● Instruction
Set down, without alteration, the lines from the one that contains "of the crest" through the final line of the material below.

● Excerpted records
____________

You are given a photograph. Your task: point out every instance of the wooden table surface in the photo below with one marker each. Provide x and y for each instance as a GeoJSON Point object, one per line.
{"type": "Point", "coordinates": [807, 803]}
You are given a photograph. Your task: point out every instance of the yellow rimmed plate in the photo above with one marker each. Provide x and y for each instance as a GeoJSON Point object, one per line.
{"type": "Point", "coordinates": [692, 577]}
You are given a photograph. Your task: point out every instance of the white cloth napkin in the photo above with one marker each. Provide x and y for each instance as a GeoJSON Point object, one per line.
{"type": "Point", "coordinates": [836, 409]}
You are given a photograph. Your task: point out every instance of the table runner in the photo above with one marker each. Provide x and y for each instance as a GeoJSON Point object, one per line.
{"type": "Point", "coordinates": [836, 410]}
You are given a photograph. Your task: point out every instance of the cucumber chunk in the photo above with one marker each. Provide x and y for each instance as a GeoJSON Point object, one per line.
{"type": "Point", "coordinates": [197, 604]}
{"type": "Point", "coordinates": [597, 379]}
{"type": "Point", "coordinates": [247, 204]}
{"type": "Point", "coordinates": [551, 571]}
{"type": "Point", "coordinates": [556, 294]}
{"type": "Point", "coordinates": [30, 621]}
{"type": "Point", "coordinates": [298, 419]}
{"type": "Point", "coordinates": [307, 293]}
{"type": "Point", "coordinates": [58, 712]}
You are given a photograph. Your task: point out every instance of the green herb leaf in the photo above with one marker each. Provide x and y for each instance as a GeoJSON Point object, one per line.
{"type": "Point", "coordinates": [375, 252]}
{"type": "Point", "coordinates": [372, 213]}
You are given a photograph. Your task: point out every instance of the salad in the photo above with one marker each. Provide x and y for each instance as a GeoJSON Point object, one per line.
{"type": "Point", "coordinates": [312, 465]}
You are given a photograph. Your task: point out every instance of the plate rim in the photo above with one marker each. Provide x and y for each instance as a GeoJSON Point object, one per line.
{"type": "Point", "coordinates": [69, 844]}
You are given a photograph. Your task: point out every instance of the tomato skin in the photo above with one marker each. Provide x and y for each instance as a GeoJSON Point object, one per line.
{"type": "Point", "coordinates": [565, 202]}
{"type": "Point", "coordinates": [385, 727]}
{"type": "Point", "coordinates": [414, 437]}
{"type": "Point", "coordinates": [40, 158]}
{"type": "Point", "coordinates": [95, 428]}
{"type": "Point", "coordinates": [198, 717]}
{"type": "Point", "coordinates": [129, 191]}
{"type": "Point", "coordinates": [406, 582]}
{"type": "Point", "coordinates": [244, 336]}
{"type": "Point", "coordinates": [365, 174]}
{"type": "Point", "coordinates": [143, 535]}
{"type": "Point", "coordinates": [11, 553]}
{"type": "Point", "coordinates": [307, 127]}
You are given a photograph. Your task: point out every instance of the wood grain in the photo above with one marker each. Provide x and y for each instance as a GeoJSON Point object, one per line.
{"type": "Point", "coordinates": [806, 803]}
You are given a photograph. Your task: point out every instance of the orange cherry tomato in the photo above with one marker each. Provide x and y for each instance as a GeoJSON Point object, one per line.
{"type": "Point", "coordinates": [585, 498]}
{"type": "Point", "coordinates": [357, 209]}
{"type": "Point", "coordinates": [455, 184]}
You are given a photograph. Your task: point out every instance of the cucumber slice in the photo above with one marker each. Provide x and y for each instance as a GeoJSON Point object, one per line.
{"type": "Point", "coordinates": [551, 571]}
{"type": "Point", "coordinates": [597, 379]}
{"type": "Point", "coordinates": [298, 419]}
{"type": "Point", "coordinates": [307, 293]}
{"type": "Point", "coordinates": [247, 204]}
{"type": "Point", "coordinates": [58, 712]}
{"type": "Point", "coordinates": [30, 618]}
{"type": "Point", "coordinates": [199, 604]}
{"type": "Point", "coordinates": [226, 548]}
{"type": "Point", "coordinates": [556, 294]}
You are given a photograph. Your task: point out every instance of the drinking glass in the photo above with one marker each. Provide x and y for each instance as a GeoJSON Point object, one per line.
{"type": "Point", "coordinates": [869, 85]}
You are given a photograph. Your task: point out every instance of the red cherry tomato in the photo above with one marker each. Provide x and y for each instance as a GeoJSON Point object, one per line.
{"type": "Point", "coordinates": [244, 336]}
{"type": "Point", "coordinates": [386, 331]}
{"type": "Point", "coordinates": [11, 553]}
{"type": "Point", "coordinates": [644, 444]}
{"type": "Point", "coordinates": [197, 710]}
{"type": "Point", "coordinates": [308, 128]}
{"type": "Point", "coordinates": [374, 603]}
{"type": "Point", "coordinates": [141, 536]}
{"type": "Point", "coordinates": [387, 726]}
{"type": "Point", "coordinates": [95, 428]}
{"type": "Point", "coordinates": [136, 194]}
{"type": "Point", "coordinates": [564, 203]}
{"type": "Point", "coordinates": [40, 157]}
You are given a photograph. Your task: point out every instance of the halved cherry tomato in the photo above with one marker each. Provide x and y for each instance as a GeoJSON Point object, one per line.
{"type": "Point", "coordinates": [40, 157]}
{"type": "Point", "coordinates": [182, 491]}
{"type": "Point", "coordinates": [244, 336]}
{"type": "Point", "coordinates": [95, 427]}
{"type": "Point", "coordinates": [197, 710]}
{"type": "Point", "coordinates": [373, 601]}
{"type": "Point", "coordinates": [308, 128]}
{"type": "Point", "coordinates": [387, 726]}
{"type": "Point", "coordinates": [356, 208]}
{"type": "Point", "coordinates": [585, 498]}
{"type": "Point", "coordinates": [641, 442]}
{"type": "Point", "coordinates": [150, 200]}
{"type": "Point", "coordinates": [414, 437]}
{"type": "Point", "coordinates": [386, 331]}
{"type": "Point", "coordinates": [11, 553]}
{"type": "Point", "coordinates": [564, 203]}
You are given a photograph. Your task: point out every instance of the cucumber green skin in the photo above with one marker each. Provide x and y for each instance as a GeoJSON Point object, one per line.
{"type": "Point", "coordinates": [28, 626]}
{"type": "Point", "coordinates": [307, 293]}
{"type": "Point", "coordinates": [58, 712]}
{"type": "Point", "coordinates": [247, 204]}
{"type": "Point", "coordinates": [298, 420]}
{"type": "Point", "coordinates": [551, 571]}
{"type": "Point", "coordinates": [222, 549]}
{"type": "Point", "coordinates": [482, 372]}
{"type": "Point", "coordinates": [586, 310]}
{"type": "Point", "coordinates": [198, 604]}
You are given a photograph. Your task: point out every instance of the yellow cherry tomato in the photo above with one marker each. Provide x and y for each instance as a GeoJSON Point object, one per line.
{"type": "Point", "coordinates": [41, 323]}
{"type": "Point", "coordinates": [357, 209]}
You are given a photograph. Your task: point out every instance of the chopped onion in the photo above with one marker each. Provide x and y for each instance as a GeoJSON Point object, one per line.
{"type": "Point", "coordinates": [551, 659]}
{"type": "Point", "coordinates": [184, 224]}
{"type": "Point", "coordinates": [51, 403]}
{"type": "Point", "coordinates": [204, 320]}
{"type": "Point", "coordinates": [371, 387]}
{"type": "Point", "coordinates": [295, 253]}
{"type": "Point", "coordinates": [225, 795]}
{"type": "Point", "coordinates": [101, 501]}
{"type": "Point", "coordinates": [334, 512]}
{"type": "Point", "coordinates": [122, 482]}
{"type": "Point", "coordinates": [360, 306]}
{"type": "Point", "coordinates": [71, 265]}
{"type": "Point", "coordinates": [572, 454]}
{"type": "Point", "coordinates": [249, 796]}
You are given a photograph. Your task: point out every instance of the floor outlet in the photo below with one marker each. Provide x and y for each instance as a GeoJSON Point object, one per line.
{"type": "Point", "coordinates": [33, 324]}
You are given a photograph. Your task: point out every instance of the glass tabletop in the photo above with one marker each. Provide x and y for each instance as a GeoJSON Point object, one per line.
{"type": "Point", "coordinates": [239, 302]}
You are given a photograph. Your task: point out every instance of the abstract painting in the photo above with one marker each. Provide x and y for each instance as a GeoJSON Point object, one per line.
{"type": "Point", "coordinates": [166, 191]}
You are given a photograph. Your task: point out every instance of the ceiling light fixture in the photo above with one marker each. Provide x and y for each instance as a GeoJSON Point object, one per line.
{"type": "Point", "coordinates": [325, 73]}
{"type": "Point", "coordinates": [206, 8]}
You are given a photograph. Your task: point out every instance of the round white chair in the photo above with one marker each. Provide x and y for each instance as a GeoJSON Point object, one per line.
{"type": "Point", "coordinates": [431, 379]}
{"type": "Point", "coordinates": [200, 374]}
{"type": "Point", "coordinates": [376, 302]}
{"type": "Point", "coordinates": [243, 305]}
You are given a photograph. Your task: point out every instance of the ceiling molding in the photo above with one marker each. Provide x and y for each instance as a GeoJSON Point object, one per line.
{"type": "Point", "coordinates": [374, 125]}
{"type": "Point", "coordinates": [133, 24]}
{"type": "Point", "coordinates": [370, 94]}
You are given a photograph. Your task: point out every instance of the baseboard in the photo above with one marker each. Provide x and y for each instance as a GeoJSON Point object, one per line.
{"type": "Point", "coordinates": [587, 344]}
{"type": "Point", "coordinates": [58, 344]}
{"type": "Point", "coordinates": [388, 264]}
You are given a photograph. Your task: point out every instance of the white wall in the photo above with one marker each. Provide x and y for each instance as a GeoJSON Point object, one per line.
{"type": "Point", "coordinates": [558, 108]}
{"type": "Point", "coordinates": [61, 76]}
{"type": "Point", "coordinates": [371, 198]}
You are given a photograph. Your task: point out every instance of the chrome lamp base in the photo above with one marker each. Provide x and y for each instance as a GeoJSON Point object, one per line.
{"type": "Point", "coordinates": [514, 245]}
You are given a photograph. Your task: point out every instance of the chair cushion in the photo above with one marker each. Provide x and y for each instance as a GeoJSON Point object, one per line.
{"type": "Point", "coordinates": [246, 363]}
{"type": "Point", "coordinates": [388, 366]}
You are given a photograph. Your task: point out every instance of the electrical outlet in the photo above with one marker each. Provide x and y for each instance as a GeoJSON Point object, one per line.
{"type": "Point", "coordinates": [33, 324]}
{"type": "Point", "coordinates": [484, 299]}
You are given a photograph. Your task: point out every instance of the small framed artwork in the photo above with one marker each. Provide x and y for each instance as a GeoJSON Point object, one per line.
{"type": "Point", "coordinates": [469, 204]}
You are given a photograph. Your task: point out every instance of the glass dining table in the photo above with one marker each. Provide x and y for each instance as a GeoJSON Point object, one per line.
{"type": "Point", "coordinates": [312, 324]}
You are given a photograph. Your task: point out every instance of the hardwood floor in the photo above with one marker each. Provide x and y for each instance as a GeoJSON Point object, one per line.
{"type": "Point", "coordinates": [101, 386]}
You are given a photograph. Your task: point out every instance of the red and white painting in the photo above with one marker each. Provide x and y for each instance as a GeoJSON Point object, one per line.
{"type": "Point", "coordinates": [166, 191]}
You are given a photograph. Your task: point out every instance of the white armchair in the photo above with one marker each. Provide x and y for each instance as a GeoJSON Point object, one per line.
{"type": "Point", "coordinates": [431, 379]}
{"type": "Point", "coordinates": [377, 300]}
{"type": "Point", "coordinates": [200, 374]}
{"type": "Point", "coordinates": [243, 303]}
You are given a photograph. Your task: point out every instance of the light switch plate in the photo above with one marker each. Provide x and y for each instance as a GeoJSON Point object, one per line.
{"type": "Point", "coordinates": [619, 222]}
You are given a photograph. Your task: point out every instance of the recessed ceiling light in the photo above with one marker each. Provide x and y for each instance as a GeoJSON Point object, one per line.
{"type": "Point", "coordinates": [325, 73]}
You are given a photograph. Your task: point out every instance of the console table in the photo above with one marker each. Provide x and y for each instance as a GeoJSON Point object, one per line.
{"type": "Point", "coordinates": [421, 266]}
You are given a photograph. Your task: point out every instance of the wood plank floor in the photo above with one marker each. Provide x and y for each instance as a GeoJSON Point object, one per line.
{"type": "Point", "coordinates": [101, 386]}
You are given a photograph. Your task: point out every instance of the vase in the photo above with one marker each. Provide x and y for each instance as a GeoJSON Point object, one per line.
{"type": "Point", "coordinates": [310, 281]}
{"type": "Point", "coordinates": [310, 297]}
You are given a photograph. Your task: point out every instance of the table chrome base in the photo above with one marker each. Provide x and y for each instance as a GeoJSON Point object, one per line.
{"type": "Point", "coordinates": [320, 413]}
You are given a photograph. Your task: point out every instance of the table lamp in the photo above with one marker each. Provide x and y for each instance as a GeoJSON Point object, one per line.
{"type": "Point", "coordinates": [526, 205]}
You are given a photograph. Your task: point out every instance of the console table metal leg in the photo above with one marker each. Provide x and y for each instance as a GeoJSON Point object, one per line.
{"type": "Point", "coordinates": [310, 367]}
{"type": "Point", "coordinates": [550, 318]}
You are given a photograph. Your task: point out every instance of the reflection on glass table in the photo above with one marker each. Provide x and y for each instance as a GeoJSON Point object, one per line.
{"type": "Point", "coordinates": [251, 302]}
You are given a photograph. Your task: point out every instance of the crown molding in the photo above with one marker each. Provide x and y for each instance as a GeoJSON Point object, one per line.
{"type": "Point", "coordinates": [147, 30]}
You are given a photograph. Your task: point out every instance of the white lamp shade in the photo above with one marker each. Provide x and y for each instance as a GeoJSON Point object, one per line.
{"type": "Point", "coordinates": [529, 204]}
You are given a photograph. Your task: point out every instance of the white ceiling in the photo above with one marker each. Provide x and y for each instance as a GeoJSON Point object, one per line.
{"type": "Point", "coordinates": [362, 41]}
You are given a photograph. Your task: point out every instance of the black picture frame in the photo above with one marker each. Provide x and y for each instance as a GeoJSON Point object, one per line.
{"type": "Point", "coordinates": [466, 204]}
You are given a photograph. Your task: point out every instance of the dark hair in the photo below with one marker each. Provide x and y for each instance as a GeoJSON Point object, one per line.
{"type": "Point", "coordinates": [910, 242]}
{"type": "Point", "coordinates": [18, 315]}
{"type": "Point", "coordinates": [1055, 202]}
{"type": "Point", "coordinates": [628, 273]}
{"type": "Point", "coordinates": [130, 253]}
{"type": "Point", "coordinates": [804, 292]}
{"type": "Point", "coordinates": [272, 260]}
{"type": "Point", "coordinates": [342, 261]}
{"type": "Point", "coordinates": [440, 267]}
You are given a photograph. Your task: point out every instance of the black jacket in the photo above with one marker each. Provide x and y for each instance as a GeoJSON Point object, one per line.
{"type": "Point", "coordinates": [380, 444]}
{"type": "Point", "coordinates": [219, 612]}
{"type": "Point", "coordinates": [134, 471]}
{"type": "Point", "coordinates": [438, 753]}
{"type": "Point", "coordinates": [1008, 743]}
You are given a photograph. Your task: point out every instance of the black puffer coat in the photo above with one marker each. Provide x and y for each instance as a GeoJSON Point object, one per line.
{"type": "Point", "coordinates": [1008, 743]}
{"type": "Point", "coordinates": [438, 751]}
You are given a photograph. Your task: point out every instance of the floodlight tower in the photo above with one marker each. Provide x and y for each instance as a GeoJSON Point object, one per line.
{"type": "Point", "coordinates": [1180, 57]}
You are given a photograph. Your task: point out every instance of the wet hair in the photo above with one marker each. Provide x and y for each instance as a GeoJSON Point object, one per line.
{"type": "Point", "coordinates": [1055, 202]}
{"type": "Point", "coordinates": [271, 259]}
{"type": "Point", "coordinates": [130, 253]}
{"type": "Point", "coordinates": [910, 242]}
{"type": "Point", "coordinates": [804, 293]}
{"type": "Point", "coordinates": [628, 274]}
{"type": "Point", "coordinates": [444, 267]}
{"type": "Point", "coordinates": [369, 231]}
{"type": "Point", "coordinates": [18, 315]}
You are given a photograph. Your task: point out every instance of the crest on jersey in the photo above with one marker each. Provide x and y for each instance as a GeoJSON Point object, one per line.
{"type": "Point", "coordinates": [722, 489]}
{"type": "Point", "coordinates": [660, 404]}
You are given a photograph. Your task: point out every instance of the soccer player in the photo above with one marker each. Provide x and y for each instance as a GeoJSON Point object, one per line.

____________

● Final result
You are given a photograph. Your task: point out every instance of the crest on jersey in the photo above with one marker each. Provide x and y for each instance as a GeoJSON Point object, one per line.
{"type": "Point", "coordinates": [722, 489]}
{"type": "Point", "coordinates": [660, 404]}
You are given a photograph. Your task: point out every instance of the soccer player in the photo above with one marker each. Provide x and y for each instance as a GeoJSON Point object, one per line.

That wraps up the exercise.